In the guide below on testing urine pH, what color should the litmus paper ideally turn?

=== PASSAGE PROVIDED ===
-- Opening Marker --

Your body's acidity or alkalinity may be a symptom of an underlying illness. You can find out if your body is acidic or alkaline by measuring its pH. The pH scale ranges from 0, which is very acidic, to 14, which is very basic. Pure water has a pH of 7, which is completely neutral. A healthy pH is neutral or slightly alkaline at approximately 7.0 to 7.2. Testing the pH of your urine will reveal the presence of any unusual acidity or alkalinity, which may indicate that your kidneys are working hard to neutralize your blood.
Wait until you have urinated once or twice before capturing your urine for testing. Morning urine typically contains more particulates, as it has been collecting in your bladder for a longer period of time.
Capture the middle of your urine flow in your plastic cup for testing. Both the beginning and end of a urine stream will contain different levels of particulates, so capturing the middle of your flow is important in collecting an accurate sample.
Tear off a one inch strip from your roll of litmus paper. Submerge one end of the litmus paper in the urine, and hold it for approximately five seconds.
Remove the litmus paper from your urine and compare its color to the chart printed on the roll of litmus paper. The color may vary between yellow and dark blue, indicating a pH between 4.5 and 9.0. Ideally, the litmus paper will turn bluish green, which indicates a pH around 7.0 to 7.2.
Test two more times during the day, ideally once in the morning, once in the afternoon and once in the evening. Average your results for the most accurate pH reading, as the body's pH fluctuates throughout the day.
Things You'll Need
According to the U.S. National Library of Medicine, "Acidic urine is associated with xanthine, cystine, uric acid and calcium oxalate stones. Alkaline urine is associated with calcium carbonate, calcium phosphate and magnesium phosphate stones."
Only a doctor can properly analyze your urinary pH to make a proper diagnosis. Do not make dietary alterations or medical determinations based on your urinary pH without input from a physician.

-- Closing Marker --

=== RECORDS SUPPLIED ===
-- Opening Marker --

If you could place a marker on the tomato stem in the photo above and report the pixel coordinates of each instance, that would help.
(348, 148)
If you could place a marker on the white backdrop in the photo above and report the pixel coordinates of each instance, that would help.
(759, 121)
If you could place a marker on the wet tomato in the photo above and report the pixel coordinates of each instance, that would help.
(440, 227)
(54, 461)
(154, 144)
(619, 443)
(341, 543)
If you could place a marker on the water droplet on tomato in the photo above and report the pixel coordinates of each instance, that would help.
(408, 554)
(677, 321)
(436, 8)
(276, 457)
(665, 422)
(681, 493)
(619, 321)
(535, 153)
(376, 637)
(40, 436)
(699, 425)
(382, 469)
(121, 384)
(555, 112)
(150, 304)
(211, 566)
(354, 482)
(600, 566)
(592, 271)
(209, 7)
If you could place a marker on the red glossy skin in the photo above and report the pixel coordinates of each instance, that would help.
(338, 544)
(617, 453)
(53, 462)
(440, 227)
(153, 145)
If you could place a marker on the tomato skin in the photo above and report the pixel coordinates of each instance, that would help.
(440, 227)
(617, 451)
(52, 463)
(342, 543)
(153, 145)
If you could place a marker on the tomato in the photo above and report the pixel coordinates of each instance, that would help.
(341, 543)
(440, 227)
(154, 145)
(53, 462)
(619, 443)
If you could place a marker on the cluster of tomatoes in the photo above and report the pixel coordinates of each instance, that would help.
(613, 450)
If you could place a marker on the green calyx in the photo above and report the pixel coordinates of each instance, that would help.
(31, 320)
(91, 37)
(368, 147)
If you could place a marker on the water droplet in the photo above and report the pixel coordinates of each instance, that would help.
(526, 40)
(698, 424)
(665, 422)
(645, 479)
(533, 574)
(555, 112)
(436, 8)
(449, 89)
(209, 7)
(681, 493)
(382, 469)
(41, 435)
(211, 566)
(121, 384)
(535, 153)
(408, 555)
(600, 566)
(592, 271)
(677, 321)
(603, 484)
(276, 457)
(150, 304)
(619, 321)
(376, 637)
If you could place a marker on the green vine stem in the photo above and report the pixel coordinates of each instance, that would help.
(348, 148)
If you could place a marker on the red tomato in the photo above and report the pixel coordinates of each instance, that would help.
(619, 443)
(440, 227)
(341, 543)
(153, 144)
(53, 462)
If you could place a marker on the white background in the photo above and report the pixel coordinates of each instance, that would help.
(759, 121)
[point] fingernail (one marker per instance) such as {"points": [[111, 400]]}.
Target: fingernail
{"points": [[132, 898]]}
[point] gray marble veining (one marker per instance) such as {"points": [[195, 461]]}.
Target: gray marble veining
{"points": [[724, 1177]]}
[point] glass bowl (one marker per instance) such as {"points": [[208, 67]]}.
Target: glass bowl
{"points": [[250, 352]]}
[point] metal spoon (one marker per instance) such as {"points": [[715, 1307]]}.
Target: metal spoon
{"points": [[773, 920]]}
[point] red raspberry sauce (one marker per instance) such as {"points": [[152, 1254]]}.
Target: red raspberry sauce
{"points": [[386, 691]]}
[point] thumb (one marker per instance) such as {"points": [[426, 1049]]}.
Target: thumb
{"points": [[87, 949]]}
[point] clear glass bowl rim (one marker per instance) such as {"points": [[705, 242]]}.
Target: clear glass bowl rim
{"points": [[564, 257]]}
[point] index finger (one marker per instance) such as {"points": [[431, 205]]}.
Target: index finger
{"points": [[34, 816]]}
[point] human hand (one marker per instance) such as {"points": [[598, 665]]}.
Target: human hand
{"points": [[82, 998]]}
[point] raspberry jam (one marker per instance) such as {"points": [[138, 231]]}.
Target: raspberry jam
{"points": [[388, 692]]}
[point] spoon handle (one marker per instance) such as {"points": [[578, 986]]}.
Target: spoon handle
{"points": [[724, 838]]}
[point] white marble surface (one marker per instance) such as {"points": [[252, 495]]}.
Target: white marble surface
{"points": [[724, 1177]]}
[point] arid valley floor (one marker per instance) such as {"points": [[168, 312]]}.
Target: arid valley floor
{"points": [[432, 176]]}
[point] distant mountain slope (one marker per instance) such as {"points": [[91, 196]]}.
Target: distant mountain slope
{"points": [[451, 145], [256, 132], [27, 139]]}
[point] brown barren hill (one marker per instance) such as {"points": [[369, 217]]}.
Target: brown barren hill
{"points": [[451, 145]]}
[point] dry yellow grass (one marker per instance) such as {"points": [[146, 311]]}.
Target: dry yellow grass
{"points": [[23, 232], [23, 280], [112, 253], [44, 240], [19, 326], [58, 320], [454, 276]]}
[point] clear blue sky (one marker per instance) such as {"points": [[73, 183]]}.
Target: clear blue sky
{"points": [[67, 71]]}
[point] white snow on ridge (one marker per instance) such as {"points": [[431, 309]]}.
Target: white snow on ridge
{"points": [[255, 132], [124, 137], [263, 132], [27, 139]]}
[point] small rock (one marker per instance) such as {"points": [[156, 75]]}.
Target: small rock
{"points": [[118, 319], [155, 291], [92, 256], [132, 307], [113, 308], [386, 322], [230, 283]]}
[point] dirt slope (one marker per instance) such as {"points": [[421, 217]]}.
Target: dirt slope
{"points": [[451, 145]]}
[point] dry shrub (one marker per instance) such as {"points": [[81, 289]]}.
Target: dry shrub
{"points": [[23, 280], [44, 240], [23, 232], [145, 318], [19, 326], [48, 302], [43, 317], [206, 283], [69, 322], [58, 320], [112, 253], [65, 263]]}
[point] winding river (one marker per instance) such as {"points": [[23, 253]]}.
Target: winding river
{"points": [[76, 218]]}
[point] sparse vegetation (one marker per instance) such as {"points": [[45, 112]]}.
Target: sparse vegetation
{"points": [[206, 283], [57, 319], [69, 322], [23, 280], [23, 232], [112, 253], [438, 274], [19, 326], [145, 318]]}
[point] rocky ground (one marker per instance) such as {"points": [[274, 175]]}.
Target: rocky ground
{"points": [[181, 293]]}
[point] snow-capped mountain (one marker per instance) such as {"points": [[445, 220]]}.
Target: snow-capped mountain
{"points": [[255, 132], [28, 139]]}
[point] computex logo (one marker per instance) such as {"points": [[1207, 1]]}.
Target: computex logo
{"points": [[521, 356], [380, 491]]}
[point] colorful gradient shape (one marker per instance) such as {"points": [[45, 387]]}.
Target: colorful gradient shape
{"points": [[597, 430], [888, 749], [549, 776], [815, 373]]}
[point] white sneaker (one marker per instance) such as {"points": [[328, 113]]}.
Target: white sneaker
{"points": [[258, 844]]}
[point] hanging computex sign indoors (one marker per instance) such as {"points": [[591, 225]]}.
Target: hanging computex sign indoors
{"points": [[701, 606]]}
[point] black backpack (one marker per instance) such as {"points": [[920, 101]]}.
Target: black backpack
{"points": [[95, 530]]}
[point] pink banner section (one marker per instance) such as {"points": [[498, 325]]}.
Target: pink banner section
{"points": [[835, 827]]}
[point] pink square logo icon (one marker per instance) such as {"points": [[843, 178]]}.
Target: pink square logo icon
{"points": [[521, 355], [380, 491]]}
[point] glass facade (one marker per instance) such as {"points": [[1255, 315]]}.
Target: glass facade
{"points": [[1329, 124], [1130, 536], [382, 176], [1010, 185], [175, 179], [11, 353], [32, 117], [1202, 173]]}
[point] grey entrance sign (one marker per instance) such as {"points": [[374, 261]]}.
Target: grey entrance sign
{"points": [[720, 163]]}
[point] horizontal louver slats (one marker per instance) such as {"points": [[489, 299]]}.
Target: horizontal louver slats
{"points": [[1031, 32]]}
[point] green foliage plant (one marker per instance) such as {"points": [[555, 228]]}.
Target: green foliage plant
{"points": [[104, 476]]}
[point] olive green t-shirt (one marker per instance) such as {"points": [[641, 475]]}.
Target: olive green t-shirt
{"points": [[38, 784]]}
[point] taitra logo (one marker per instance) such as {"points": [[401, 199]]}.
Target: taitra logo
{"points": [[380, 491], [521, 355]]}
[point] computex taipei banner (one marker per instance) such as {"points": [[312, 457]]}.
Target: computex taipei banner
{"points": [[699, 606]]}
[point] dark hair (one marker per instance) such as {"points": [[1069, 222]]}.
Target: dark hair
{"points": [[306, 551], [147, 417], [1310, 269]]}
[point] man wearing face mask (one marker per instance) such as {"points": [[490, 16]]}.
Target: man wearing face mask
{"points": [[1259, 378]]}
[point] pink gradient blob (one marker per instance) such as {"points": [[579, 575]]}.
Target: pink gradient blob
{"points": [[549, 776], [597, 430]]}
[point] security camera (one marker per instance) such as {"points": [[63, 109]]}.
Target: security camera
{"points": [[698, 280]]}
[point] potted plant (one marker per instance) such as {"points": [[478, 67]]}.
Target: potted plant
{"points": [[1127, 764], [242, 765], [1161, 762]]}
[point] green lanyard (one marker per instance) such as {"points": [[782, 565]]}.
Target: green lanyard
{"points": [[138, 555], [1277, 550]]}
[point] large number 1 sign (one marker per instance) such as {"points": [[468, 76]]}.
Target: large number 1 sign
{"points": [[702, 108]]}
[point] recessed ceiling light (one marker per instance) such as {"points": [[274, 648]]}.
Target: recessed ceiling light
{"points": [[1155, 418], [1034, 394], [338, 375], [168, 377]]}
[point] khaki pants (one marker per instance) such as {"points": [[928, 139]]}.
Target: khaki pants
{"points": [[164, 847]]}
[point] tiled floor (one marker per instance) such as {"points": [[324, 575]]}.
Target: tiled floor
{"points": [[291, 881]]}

-- Closing Marker --

=== EXPECTED ANSWER ===
Bluish green, which indicates a pH of about 7.0 to 7.2.